[Begin DATA TO PROCESS]

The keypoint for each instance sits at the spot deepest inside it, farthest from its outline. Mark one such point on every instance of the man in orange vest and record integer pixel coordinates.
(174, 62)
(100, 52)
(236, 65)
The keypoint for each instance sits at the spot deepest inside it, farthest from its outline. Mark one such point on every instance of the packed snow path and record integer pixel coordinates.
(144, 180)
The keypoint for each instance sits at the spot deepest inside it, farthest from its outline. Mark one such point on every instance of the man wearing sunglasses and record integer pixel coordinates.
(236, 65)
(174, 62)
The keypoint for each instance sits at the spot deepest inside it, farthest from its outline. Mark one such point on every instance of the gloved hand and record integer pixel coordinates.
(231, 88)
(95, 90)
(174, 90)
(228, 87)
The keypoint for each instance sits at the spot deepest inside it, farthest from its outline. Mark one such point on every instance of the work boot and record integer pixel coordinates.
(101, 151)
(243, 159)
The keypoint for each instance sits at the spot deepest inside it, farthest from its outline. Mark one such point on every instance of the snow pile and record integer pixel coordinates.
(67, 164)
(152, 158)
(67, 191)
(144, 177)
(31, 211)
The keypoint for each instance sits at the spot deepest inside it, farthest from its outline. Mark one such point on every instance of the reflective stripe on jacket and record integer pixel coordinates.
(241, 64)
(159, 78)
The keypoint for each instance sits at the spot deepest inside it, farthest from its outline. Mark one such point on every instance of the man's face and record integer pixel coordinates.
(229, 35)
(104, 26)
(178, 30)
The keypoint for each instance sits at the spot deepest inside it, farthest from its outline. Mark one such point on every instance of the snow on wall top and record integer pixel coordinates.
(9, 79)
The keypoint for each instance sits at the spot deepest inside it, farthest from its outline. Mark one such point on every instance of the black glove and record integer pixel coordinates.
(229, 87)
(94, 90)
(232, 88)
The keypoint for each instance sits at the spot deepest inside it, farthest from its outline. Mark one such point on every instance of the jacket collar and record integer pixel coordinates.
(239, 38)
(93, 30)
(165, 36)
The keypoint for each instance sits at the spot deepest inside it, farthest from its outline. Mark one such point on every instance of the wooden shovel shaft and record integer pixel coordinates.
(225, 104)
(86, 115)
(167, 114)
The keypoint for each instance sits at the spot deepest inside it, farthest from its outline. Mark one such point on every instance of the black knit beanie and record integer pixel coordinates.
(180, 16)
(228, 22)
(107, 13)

[End DATA TO PROCESS]
[Begin DATA TO PROCESS]

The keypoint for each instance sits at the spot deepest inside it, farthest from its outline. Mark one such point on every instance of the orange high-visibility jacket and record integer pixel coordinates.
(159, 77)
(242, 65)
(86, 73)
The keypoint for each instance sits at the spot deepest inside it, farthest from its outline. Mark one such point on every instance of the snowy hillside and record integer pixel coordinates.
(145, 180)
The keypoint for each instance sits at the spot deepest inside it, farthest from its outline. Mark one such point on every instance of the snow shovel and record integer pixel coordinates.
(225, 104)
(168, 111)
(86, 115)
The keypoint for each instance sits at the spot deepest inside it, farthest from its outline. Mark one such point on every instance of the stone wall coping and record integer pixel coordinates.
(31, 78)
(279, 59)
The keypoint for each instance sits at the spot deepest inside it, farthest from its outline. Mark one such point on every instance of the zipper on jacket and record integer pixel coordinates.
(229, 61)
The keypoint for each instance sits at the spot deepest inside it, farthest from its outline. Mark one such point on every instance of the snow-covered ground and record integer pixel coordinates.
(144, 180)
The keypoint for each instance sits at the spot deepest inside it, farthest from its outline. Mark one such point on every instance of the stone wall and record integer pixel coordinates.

[End DATA TO PROCESS]

PROBLEM DETAILS
Please copy out the lines starting at the one that has "hillside and record integer pixel coordinates." and ending after the one that has "wall and record integer pixel coordinates.", raising every coordinate value by 11 and leaving all other text unchanged.

EXERCISE RESULT
The keypoint for each instance sits at the spot deepest inside it, farthest from its outline. Mark one such point on every instance of the snowy hillside and record integer pixel coordinates.
(156, 191)
The keypoint for each instance sits at the spot deepest inside it, farthest from its outline. Mark one such point on every instance of the snow shovel and record integer pixel coordinates.
(236, 115)
(179, 122)
(97, 126)
The keypoint for each instance sits at the spot deepest inside it, farthest from its outline. Mark one such point on every instance of the stone wall coping and record integer pixel coordinates.
(42, 89)
(290, 70)
The keypoint for each instance sits at the spot deepest inside it, farthest from its outline. Mark one such point on every instance of the zipper on jacket and record integer pixel coordinates.
(240, 72)
The keypoint for each instance sits at the spot deepest inside it, farthest from its outline. Mark one such point on every instance of the snow-covered ground and record integer pixel coordinates.
(155, 191)
The keypoint for each instance sits at the spot deepest inside it, farthest from its outline. Mark one such point on every instance of the stone wall and record integer pixel coordinates.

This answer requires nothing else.